“Résister grâce au droit du travail”

Publié le par Alda




par Gérard Filoche, inspecteur du travail, ancien meneur du mouvement de Mai 68


Nicolas Sarkozy développe une propagande individualiste contre toutes les solidarités
et les protections collectives. Il avive tous les antagonismes, contre les immigrés, les chômeurs, les “assistés”.

“Retraite, Sécu, 35 heures, Droit du Travail, etc. Comment et pourquoi on nous ment!” C’est le titre de la session de formation qu’animera Gérard Filoche, inspecteur du travail et ancien meneur du mouvement de Mai 68,  le samedi 3 mai à partir de 10h00 au local de la Fondation Manu Robles-Arangiz.  
Voici les réponses appportées par Gérard Filoche aux questions d’Alda!  sur quelques thèmes qui seront 
approfondis lors de cette formation.

Quels sont les thèmes sociaux sur lesquels le gouvernement agira "sans complexe" d'ici les prochaines échéances électorales?

→ DONNÉES PRÉSENTÉES:
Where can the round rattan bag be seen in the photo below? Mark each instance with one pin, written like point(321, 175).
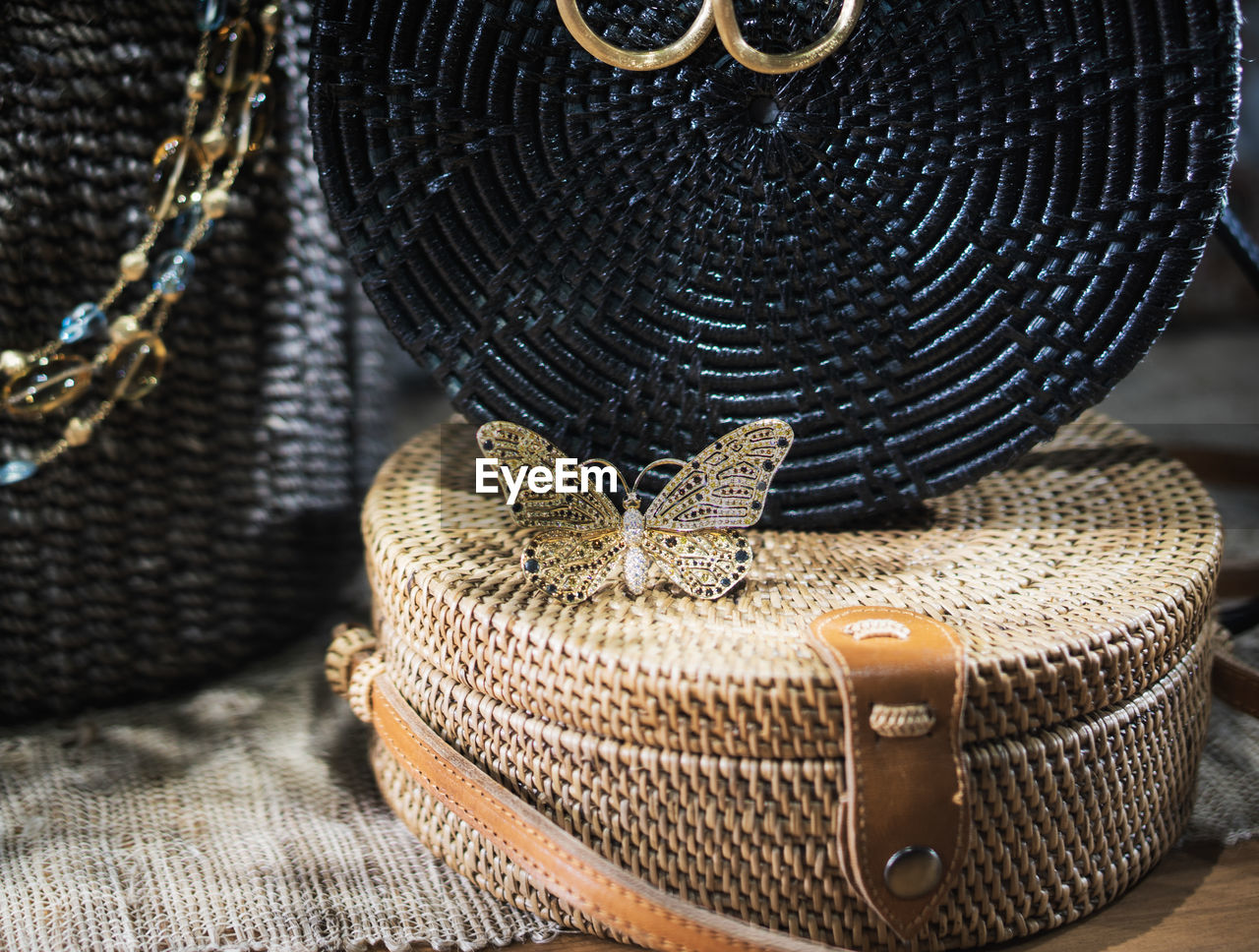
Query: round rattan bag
point(926, 254)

→ CONSIGNES À SUIVRE:
• a. Recopiez fidèlement l'extrait source de « Voici les réponses » à « prochaines échéances électorales? ».
• b. D'après l'extrait source, en quel lieu se tiendra la session de formation animée par Gérard Filoche ?

→ CORRIGÉ:
• a.
Voici les réponses appportées par Gérard Filoche aux questions d’Alda!  sur quelques thèmes qui seront 
approfondis lors de cette formation.

Quels sont les thèmes sociaux sur lesquels le gouvernement agira "sans complexe" d'ici les prochaines échéances électorales?

• b. Au local de la Fondation Manu Robles-Arangiz.